**SOURCE TEXT:**

Transformer encoder. Standard multi-head self-attention and feed-forward layers process the sequence of patch tokens.
Classification head. For mincut prediction, the [CLS] token output is projected to predict which edges belong to the cut set.
3.3 Multi-Link ViT
A single link's spectrogram provides limited spatial information. To capture the full RF topology, we need to process spectrograms from all links jointly.
Approach 1: Channel stacking. Treat each link's spectrogram as a separate channel of a multi-channel image. With 120 links and 56 subcarriers over 128 timesteps, this creates a 120-channel 56x128 image. Patch extraction operates across all channels simultaneously.
Approach 2: Token concatenation. Process each link's spectrogram independently through shared patch extraction and embedding, then concatenate all link tokens into a single sequence. With 112 patches per link and 120 links, this yields 13,440 tokens — too many for standard attention.
Approach 3: Hierarchical ViT. Two-stage processing:
- Link-level ViT: Process each link's spectrogram independently (shared weights), producing one embedding per link (120 embeddings)
- Graph-level transformer: Process the 120 link embeddings with graph-aware attention (using the RF topology as structural bias)
This hierarchical approach is the most promising because:
- The link-level ViT captures local time-frequency patterns (Doppler signatures, phase variations)

**PROBLEM DETAILS:** Resume the passage on processing RF link spectrograms with a multi-link vision transformer, picking up right after its final line.

**LISTING:**
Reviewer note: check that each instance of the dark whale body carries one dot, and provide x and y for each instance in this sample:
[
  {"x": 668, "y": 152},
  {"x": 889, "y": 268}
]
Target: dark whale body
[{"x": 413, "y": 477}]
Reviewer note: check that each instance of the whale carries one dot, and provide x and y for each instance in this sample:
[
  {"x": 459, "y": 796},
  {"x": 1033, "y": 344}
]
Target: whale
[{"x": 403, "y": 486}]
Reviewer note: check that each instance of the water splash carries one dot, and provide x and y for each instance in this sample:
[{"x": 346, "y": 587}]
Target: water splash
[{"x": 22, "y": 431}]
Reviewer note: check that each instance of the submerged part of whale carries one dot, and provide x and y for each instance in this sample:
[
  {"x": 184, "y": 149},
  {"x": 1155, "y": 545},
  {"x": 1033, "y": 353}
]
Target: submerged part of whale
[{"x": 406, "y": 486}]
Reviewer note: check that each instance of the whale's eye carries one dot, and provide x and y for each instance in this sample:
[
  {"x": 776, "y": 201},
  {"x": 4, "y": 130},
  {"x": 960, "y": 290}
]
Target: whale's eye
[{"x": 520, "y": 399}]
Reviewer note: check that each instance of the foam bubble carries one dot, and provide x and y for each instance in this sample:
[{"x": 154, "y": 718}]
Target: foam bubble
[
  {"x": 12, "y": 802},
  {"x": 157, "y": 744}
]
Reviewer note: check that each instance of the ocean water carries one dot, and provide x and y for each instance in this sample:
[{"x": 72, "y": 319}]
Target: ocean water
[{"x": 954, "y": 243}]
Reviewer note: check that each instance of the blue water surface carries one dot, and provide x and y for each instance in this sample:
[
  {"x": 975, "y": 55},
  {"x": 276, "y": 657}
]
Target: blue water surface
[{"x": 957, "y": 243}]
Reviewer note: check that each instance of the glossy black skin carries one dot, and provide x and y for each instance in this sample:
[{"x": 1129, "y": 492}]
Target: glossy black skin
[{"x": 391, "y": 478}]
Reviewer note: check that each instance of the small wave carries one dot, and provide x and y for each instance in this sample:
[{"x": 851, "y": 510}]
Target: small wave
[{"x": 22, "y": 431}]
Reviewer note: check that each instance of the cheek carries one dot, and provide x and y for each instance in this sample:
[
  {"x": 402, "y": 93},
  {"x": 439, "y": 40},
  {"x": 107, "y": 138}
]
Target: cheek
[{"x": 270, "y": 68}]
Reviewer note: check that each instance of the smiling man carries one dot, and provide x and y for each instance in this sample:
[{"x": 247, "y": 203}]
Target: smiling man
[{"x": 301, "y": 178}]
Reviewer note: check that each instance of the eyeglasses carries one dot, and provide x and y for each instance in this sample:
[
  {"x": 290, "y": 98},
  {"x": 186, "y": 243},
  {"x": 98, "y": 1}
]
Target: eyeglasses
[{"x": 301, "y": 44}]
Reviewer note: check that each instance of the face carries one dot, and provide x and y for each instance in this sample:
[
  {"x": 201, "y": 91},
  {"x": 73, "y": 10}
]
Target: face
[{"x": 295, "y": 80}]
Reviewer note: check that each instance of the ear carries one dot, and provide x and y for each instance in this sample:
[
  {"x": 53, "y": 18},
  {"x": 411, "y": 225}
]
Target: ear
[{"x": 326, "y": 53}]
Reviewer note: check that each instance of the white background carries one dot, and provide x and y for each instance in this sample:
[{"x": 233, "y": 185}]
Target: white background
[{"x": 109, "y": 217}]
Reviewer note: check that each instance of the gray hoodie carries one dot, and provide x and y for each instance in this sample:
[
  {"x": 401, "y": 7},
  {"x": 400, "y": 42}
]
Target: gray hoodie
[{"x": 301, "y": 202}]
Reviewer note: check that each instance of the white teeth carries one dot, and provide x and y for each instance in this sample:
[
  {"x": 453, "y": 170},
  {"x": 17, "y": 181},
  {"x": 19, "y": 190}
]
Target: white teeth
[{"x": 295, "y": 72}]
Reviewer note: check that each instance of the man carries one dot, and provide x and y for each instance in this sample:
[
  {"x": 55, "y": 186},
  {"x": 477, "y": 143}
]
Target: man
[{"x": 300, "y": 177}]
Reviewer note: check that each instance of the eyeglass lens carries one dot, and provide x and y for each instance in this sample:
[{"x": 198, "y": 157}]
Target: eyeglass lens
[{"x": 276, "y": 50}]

**OUTPUT FOR THIS TASK:**
- The graph-level transformer captures spatial relationships between links
- Total token count stays manageable (112 for link-level, 120 for graph-level)
3.4 ViT Variants for RF
DeiT (Data-efficient Image Transformers). Uses knowledge distillation from a CNN teacher, relevant when training data is limited — a common constraint in RF sensing where labeled datasets require manual annotation of room layouts and occupancy.
Swin Transformer. Hierarchical ViT with shifted windows, reducing attention complexity from O(N^2) to O(N). For large spectrograms, Swin's local attention windows align with the locality of time-frequency patterns.
CvT (Convolutional Vision Transformer). Replaces linear patch embedding with convolutional tokenization, providing translation equivariance. This is beneficial for Doppler spectrograms where the same movement pattern can appear at different time offsets.
3.5 Limitations and Trade-offs
The spectrogram/ViT approach has significant limitations for RF topological sensing:
-
Loss of graph structure. Converting CSI to spectrograms discards the explicit graph topology. The spatial relationship between links must be re-learned from data.
-
Fixed temporal window. ViT processes a fixed-size spectrogram, requiring a choice of temporal window. Too short misses slow events; too long blurs fast events.
-
Redundant computation. In a 16-node mesh, many link spectrograms share similar information due to spatial correlation. A graph-native approach avoids this redundancy.
-
Complementary value. Despite these limitations, ViT excels at extracting micro-Doppler signatures and time-frequency patterns that graph transformers may miss. The recommended approach uses ViT as a feature extractor feeding into a graph transformer, combining the strengths of both paradigms.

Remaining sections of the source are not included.